** What is expected **
Find the line holding "In the photo above, where can the yellow" in the entries below. Give it again exactly, along with every line after it up to and including the line holding "In the photo above, where can the dryer door".

** Data records **
- Opening Delimiter -

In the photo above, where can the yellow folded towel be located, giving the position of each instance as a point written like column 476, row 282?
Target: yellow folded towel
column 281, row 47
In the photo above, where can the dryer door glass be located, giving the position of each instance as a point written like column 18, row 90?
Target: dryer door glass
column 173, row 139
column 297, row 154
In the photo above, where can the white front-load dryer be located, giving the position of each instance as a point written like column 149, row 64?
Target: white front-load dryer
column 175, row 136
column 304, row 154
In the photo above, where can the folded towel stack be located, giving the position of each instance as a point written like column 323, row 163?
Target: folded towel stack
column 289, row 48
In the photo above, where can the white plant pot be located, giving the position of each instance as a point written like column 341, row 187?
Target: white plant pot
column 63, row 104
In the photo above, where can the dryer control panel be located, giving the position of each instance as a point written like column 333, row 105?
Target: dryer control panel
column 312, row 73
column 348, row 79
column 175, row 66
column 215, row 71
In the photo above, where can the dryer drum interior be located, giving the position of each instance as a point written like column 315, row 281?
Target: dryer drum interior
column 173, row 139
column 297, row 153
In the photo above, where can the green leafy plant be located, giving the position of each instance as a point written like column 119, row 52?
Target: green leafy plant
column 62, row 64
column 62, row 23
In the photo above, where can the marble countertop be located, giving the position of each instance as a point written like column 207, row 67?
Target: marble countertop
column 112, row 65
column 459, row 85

- Closing Delimiter -
- Opening Delimiter -

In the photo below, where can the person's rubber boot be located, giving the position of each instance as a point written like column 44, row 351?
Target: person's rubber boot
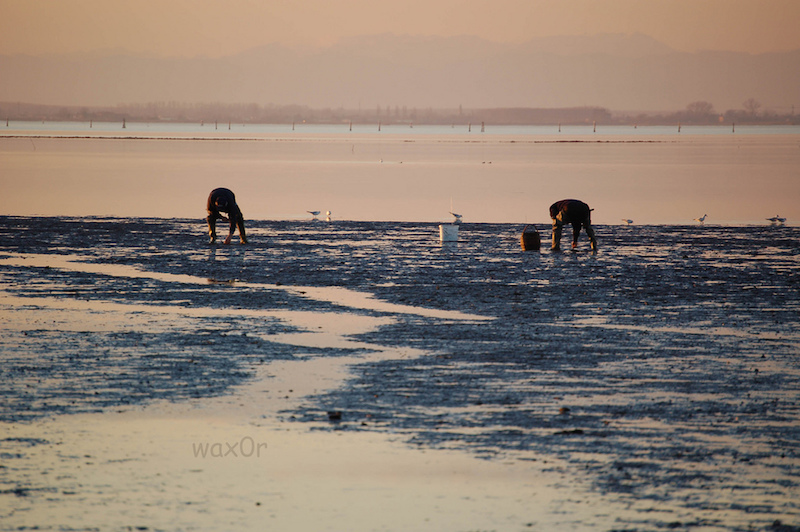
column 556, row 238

- Closing Delimiter -

** Written solution **
In the photo above, where can the yellow folded towel be located, giving the position of each instance as a point written like column 476, row 282?
Target: yellow folded towel
column 281, row 47
In the photo above, where can the dryer door glass be located, giving the position of each instance as a point written like column 18, row 90?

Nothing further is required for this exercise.